## Data to use

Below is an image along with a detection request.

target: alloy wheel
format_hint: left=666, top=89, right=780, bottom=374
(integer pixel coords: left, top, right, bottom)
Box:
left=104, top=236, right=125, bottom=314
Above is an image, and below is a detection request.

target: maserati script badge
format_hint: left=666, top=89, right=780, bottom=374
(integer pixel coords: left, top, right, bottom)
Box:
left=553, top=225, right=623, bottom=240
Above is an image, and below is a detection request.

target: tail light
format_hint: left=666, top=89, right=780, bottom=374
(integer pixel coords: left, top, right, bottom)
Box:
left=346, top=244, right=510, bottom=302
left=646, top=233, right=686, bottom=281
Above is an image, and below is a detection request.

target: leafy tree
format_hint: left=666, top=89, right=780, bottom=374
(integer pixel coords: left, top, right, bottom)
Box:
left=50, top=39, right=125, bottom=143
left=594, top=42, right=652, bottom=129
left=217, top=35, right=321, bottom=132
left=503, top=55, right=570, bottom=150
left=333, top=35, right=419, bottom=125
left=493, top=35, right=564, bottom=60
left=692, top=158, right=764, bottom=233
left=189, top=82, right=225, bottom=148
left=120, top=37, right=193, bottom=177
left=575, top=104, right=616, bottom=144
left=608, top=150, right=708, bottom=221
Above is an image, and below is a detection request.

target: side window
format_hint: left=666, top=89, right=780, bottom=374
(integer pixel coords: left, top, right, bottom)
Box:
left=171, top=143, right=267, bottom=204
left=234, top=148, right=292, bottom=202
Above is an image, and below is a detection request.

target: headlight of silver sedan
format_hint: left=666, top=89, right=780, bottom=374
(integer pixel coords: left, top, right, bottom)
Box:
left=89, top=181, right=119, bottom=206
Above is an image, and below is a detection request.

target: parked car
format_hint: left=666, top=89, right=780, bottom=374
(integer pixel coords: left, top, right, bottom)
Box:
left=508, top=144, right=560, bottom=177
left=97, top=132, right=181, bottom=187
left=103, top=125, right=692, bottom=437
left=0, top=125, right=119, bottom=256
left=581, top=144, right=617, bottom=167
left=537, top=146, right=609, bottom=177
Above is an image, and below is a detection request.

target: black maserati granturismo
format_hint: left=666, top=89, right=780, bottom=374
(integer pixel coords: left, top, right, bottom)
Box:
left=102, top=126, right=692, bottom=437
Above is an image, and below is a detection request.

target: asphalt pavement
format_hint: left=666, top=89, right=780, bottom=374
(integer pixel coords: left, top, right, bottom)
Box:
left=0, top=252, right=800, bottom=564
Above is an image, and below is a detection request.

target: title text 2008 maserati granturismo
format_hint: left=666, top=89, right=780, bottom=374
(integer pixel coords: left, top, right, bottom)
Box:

## Task prompt
List each line of the records above that contains the string "target".

## Answer below
target: alloy wheel
target: maserati script badge
target: tail light
target: leafy tree
target: side window
target: headlight of silver sedan
target: parked car
target: black maserati granturismo
target: asphalt pavement
target: title text 2008 maserati granturismo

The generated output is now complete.